**Article**
================
Based on the review of the existing literature, the authors could organize the factors that determine UIC. They are marked as “input factors” in the research and deployed into four categories. Firstly, there are institutional factors, which refer to business environment and government effectiveness. Secondly, there are human factors, which refer to human capital and research. Thirdly, there are linkage factors, which refer to relationships between universities and companies. Fourthly, there are framework factors, which refer to the business infrastructure. Finally, the authors define “output factors” that presents the level of UIC in a specific country.

Institutional factors

Institutional factors include the business environment, legal restrictions, and/or governmental support. Kozlinska (2012) defines the government as an influential power with the ability to either facilitate or harm collaboration. On the one hand, the governmental network (Rampersad, 2015), public funding (e.g., Flores et al., 2009; Piva & Rossi-Lamastra, 2013), or tax incentives (Bodas Freitas et al., 2013) can facilitate UIC. On the other hand, the absence of regional bracing structures (Şerbănică, 2011), and/or regulations and legal restrictions (Arvanitis et al., 2008; Attia, 2015; Hadjimanolis, 2006) can have a negative impact on collaboration. As a rule, industry-university partnerships rely heavily on governmental support (e.g., Collier et al., 2011; de Medeiros et al., 2012; Hemmert et al., 2014; Muscio & Vallanti, 2014; Myoken, 2013; Newberg & Dunn, 2002; Schofield, 2013; Sohal, 2013). Additional factors of business environmental success correspond to the market potential of research results (Ankrah & AL-Tabbaa, 2015; Barnes et al., 2002; Guan et al., 2005; Hadjimanolis, 2006) or market uncertainties (Hemmert et al., 2014).
================
**Entries supplied**
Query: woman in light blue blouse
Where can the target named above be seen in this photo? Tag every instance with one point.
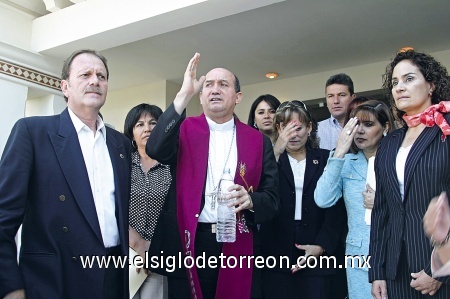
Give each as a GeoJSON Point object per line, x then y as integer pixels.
{"type": "Point", "coordinates": [345, 176]}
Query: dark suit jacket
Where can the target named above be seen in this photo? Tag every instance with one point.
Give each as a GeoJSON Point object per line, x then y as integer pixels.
{"type": "Point", "coordinates": [318, 226]}
{"type": "Point", "coordinates": [163, 146]}
{"type": "Point", "coordinates": [44, 183]}
{"type": "Point", "coordinates": [427, 174]}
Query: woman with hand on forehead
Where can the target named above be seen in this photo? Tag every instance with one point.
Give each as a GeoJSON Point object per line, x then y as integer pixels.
{"type": "Point", "coordinates": [301, 231]}
{"type": "Point", "coordinates": [345, 176]}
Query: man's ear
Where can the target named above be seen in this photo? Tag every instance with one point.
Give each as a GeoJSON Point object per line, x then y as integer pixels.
{"type": "Point", "coordinates": [238, 97]}
{"type": "Point", "coordinates": [64, 88]}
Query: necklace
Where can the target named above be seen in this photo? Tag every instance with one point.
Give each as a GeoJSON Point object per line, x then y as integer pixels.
{"type": "Point", "coordinates": [213, 193]}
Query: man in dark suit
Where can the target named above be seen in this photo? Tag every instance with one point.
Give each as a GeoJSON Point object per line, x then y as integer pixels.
{"type": "Point", "coordinates": [202, 147]}
{"type": "Point", "coordinates": [66, 178]}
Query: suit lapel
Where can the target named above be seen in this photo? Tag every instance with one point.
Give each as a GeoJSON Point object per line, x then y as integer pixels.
{"type": "Point", "coordinates": [417, 150]}
{"type": "Point", "coordinates": [70, 158]}
{"type": "Point", "coordinates": [359, 164]}
{"type": "Point", "coordinates": [393, 146]}
{"type": "Point", "coordinates": [118, 158]}
{"type": "Point", "coordinates": [285, 167]}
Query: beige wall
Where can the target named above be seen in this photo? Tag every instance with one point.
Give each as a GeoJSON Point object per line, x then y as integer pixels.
{"type": "Point", "coordinates": [365, 77]}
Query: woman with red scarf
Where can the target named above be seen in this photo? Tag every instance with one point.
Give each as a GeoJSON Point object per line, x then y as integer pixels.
{"type": "Point", "coordinates": [411, 167]}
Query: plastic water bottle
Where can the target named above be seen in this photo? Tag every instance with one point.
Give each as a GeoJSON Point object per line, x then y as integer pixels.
{"type": "Point", "coordinates": [226, 218]}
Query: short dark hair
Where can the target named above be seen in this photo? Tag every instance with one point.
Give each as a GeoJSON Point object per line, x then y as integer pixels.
{"type": "Point", "coordinates": [284, 115]}
{"type": "Point", "coordinates": [433, 72]}
{"type": "Point", "coordinates": [135, 114]}
{"type": "Point", "coordinates": [342, 79]}
{"type": "Point", "coordinates": [353, 104]}
{"type": "Point", "coordinates": [237, 83]}
{"type": "Point", "coordinates": [379, 110]}
{"type": "Point", "coordinates": [68, 63]}
{"type": "Point", "coordinates": [272, 101]}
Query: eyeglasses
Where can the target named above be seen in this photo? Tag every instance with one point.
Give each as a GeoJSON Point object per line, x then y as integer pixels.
{"type": "Point", "coordinates": [294, 103]}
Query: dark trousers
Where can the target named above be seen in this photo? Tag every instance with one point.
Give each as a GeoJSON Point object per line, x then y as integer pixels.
{"type": "Point", "coordinates": [280, 285]}
{"type": "Point", "coordinates": [205, 244]}
{"type": "Point", "coordinates": [400, 286]}
{"type": "Point", "coordinates": [113, 286]}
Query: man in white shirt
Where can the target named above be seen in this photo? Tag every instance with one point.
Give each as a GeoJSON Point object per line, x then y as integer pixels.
{"type": "Point", "coordinates": [67, 179]}
{"type": "Point", "coordinates": [339, 92]}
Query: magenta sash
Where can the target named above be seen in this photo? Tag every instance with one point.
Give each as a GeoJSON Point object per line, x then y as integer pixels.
{"type": "Point", "coordinates": [191, 175]}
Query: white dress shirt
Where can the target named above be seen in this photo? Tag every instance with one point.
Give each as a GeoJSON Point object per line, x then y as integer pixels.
{"type": "Point", "coordinates": [298, 169]}
{"type": "Point", "coordinates": [400, 162]}
{"type": "Point", "coordinates": [101, 176]}
{"type": "Point", "coordinates": [220, 141]}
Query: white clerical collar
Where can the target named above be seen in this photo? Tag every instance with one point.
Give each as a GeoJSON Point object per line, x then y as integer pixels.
{"type": "Point", "coordinates": [213, 126]}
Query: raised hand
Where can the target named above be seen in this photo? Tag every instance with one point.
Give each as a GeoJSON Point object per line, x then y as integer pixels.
{"type": "Point", "coordinates": [191, 86]}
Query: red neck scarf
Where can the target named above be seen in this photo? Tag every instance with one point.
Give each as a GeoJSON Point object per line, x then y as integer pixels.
{"type": "Point", "coordinates": [433, 115]}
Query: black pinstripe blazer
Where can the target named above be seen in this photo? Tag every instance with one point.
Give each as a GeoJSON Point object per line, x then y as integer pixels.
{"type": "Point", "coordinates": [427, 174]}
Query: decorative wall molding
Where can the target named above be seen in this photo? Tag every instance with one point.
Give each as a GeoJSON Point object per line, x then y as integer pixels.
{"type": "Point", "coordinates": [25, 73]}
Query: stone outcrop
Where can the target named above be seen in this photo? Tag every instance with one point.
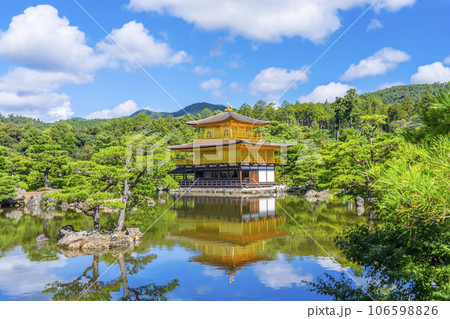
================
**Exercise A**
Answer these questions about the passage on factors behind university-industry collaboration. Give one answer per line, marked the same way.
(i) Into how many categories are the input factors deployed?
(ii) Which category of factors refers to relationships between universities and companies?
(iii) How does Kozlinska (2012) define the government?
**Exercise B**
In the records, write out everything from the line containing "Query: black pinstripe blazer" down to the end of the records, with both ends included. Leave the pictures out.

**Result A**
(i) Four.
(ii) Linkage factors.
(iii) As an influential power with the ability to either facilitate or harm collaboration.

**Result B**
Query: black pinstripe blazer
Where can the target named above be seen in this photo? Tag every instance with one point.
Give each as a GeoJSON Point object per line, x then y as integer pixels.
{"type": "Point", "coordinates": [427, 174]}
Query: decorative wall molding
Where can the target named above be seen in this photo? Tag every instance with one point.
Give each as a GeoJSON Point object per line, x then y as integer pixels.
{"type": "Point", "coordinates": [25, 73]}
Query: stone outcrop
Where can the target named above be seen in this photo? Tag every instance with one point.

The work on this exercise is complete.